THE EXERCISE ::
Count the lines in the items below that contain the string "output", treating uppercase and lowercase as different. Give only the number.

MATERIAL TO PROCESS ::
* Start *
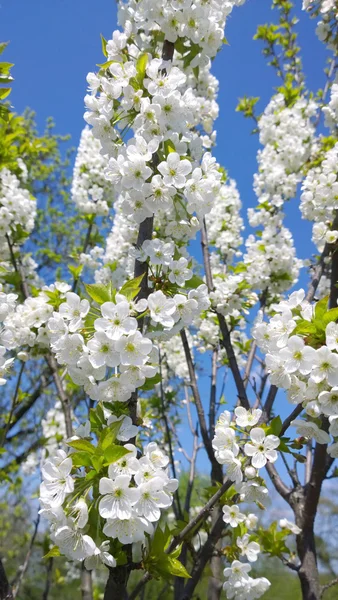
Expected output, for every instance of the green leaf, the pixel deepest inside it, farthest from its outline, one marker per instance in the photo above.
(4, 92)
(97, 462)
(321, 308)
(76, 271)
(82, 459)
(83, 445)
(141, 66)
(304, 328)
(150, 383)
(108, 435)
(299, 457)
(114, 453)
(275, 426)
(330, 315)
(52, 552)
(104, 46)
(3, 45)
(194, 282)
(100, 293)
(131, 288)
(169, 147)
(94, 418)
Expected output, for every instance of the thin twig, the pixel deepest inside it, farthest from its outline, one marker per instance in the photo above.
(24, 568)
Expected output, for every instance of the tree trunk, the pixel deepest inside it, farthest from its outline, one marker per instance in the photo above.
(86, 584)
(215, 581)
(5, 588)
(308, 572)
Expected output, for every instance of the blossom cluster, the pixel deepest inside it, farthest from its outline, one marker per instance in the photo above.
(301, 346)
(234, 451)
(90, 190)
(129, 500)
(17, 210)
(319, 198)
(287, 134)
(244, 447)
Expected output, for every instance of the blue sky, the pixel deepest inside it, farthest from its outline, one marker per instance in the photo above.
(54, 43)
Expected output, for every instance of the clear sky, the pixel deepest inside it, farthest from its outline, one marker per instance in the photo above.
* End *
* Start *
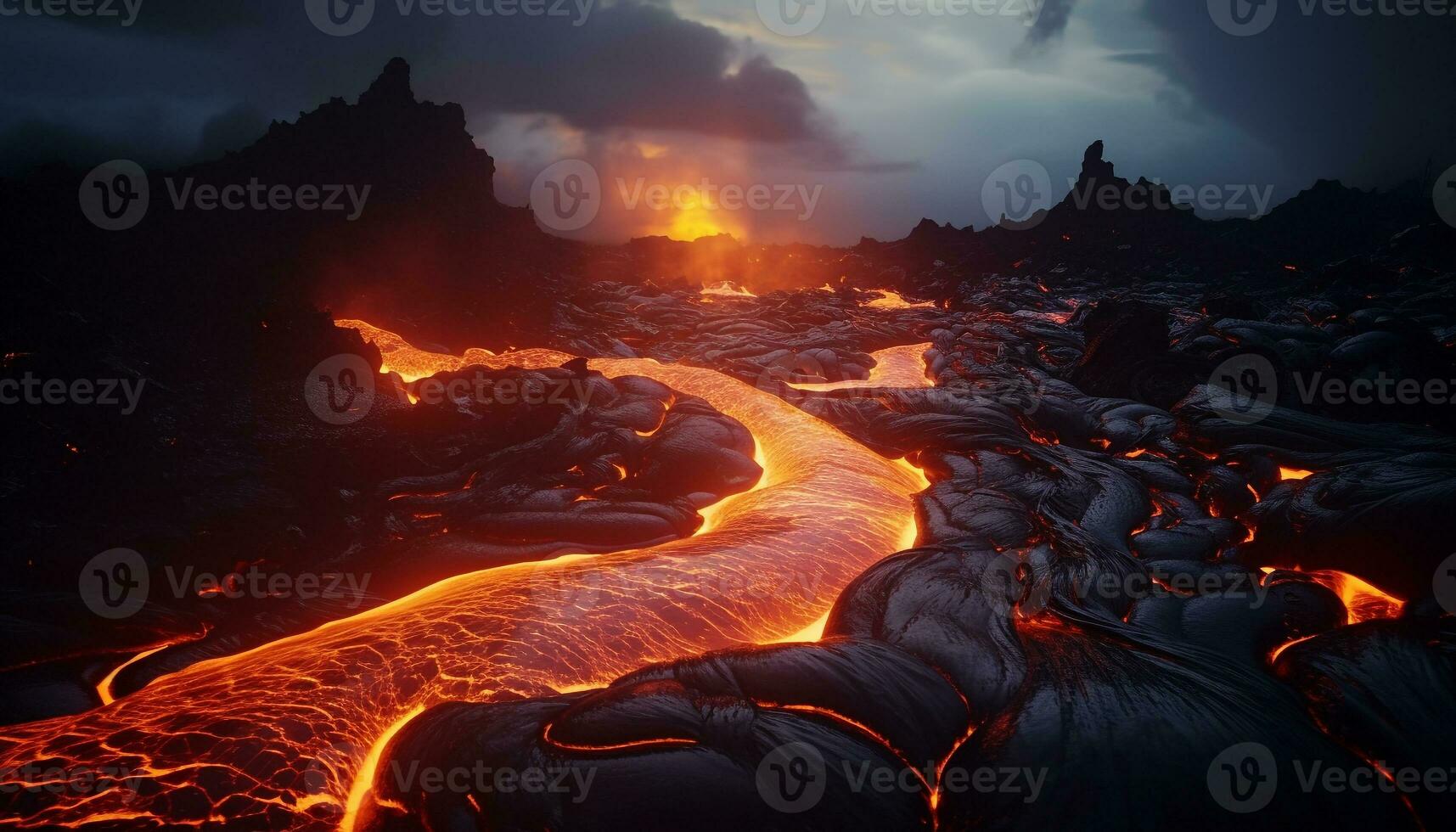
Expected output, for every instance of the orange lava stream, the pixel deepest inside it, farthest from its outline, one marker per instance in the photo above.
* End *
WORKED SOLUTION ::
7